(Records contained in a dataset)
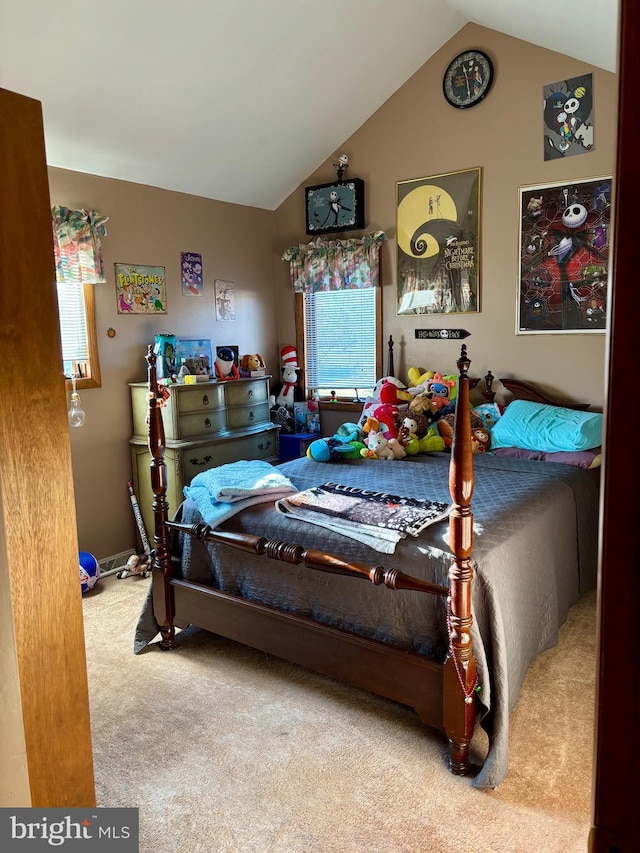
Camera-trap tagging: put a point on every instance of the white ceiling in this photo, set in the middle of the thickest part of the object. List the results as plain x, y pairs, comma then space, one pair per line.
240, 100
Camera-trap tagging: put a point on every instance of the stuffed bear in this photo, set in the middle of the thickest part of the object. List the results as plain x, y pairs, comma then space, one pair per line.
411, 426
480, 435
379, 447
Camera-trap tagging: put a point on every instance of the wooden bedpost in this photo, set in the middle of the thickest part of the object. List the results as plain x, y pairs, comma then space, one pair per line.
162, 567
460, 679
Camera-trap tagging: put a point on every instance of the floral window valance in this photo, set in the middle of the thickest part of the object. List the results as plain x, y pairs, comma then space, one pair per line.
77, 245
335, 264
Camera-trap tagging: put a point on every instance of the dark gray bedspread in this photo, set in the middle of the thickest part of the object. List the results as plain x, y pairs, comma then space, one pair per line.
534, 553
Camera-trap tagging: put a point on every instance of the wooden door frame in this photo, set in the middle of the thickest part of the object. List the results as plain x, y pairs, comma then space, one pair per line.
616, 816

▸ **What the task requires**
Write out the data word for word. Any picture is to be skipped.

▸ **Exercise result**
Camera-trap tagging: put a point on every instance of the white ceiling in this photo, set in the middle of the thickest part of the object. List the results as plain x, y pairs, comma then space, one pair per line.
240, 100
Camera-trap tagging: put a point on every instance of the stuffed bear in this photo, set in the middle of the thickest part of the object. List the results as plain x, y pairs, comma then space, one pair per line.
411, 426
480, 435
379, 447
Camera-trap tagging: put a point on every instance of the wooden bedpost in this photo, set in the middle of the thickest part of the object. List the results as plain x, y pairs, comma then space, one pair per line.
162, 567
460, 679
Camera-trap tagging: put a point on every instance of the floral window valance in this photo, set in the middle of the thickest part of the object. List the results as plain x, y pairs, comma then space, one pair per line.
77, 245
335, 264
Camera-trap tagging: put a point on every instance of the dark gray bedspread in this photo, set in the middle of the thickest part of the object. List the results as plain x, y pairs, comma then space, one pair per line.
534, 553
Camera-trap tagging: put a point on every instance of the wooden door frame in this photo, set in the middle of the thickest part of the object. List the results as plain x, y pairs, comma then space, one pair per line.
616, 816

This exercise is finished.